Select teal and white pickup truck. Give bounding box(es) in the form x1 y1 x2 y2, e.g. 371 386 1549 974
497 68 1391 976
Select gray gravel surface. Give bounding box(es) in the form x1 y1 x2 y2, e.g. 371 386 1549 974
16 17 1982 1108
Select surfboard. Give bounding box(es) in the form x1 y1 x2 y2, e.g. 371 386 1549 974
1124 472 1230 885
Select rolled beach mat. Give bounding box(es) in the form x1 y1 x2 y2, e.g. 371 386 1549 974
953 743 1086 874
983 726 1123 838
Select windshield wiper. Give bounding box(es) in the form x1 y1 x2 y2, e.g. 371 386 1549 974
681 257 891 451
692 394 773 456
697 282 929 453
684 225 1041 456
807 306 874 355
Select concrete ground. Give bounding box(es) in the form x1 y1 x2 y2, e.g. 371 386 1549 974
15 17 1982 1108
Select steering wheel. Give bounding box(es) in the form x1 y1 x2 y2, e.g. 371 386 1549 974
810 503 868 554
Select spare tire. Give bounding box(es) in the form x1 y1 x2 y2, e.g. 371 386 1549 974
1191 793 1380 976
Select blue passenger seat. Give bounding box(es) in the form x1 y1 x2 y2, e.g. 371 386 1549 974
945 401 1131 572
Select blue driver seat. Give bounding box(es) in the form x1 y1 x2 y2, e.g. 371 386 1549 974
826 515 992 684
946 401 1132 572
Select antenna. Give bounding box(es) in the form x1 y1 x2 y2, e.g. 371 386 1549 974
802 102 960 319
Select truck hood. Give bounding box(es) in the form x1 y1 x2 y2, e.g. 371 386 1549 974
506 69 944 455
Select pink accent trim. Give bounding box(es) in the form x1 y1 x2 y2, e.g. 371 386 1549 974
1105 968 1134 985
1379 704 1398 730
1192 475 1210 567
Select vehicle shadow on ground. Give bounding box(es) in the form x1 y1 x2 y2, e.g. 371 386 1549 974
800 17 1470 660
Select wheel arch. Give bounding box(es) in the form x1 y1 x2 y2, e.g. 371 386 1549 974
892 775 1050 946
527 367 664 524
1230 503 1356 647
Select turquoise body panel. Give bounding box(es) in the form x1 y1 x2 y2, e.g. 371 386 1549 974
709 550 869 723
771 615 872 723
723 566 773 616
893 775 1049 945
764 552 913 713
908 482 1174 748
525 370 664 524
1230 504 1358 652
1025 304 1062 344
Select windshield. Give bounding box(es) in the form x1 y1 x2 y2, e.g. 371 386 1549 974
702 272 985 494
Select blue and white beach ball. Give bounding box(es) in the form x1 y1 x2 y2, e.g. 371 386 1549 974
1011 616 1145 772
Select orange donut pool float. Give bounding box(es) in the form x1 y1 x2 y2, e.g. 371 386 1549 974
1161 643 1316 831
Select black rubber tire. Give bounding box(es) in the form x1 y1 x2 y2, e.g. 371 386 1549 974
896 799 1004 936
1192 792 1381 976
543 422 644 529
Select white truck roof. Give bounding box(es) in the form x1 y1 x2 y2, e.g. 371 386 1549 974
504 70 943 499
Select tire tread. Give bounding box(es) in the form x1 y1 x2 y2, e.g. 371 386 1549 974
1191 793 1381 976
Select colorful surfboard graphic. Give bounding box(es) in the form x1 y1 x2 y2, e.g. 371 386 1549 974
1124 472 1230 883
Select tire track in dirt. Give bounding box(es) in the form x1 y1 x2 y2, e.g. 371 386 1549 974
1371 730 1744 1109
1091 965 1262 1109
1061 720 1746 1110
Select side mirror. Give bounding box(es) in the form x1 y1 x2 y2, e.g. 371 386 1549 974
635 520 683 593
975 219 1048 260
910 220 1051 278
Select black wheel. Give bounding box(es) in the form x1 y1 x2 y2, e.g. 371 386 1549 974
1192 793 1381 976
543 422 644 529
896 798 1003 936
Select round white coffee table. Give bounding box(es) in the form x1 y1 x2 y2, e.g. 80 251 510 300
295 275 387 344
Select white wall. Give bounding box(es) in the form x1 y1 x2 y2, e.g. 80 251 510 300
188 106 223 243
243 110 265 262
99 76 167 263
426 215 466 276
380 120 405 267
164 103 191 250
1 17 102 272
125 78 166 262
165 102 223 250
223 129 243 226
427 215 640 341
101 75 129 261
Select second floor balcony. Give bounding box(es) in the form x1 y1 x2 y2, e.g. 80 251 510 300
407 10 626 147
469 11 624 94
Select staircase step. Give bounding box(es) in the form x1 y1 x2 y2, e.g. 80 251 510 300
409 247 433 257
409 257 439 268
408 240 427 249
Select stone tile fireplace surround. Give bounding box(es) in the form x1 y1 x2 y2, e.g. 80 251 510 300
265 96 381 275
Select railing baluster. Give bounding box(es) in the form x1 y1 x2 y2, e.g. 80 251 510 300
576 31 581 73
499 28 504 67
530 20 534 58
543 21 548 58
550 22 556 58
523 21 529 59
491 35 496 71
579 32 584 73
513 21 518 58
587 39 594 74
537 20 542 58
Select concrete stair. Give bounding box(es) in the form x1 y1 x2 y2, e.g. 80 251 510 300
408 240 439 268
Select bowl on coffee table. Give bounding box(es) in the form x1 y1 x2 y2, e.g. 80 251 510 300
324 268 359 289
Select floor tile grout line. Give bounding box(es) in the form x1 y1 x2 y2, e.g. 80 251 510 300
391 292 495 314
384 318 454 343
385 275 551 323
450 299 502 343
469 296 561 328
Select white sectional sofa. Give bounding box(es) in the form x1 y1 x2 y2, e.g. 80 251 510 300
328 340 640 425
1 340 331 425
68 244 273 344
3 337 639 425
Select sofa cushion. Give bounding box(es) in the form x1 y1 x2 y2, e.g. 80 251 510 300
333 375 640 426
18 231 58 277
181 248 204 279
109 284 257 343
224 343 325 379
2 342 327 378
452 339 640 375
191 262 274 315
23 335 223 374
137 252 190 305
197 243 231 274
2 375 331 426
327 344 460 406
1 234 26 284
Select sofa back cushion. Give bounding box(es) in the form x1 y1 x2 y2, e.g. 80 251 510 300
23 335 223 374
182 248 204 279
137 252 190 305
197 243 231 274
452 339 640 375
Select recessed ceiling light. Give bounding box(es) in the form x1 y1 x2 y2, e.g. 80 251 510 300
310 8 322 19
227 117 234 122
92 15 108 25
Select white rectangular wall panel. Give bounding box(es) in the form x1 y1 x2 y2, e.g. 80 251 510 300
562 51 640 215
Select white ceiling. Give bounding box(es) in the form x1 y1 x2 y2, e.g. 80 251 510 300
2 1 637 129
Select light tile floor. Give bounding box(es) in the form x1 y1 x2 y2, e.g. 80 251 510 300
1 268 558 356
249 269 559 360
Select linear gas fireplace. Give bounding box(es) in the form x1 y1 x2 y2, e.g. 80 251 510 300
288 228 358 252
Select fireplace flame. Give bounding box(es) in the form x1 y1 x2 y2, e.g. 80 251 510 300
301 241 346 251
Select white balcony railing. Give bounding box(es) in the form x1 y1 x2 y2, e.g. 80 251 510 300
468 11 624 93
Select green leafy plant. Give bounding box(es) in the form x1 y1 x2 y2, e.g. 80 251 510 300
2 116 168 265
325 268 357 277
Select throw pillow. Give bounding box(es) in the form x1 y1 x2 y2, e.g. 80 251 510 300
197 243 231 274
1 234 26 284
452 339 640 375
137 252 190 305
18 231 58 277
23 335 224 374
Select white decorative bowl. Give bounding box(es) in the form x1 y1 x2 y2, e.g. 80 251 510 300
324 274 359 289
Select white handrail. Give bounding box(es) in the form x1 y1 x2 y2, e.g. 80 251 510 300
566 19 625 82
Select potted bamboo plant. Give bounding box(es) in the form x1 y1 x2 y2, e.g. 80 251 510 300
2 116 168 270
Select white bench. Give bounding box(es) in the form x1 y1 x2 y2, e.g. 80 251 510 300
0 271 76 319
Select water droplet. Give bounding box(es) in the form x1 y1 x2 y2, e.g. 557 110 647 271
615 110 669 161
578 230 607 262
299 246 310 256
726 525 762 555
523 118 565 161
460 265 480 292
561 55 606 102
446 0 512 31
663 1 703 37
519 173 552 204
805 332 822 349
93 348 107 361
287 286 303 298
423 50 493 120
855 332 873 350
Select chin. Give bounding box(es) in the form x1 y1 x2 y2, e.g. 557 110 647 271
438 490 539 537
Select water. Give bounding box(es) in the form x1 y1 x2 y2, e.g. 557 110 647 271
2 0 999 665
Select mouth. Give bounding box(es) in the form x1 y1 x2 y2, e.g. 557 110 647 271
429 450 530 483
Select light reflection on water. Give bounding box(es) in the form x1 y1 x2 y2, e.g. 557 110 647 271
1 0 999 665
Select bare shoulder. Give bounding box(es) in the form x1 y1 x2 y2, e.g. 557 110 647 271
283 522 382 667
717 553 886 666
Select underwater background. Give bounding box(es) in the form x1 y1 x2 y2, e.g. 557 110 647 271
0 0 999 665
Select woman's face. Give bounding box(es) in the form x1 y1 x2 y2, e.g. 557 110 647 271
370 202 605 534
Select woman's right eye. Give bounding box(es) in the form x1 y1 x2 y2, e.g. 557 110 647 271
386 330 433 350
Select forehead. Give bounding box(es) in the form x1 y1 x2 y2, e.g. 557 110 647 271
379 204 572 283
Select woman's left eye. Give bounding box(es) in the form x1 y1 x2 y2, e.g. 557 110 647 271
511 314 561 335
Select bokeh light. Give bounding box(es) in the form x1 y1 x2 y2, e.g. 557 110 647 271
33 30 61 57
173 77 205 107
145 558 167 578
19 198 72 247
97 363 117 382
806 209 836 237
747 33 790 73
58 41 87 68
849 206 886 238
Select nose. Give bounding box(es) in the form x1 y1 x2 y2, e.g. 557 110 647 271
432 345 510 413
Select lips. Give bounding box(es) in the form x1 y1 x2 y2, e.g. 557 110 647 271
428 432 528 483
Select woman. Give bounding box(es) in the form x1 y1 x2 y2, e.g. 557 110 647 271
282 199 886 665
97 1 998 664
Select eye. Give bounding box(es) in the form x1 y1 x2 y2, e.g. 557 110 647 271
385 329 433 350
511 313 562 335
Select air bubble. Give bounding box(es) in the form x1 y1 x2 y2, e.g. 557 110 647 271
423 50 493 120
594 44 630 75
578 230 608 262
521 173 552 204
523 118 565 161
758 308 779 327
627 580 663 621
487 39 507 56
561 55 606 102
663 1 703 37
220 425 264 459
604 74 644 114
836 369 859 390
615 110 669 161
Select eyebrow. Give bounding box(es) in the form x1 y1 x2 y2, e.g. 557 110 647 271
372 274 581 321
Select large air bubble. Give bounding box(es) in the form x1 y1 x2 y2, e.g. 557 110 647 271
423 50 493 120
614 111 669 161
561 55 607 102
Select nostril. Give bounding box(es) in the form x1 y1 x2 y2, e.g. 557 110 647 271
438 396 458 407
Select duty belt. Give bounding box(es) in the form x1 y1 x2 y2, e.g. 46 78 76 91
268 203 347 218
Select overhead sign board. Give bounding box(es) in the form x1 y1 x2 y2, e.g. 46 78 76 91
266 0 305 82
__________________________________________________
TASK PROMPT »
The lines wanted are those from the one with "Select nostril. Give" through the last line of the records, repeated exactly and with both ends included.

FINISHED TASK »
Select nostril. Give bounding box(es) in the form x1 y1 x2 y2, e.g. 557 110 647 271
438 396 458 407
Select duty belt. Give bounding box(es) in the form x1 y1 x2 y2, e.g. 46 78 76 91
268 203 347 218
Select overhead sign board. Give bounding box(es) in the form x1 y1 x2 y2, e.g. 46 78 76 91
266 0 305 82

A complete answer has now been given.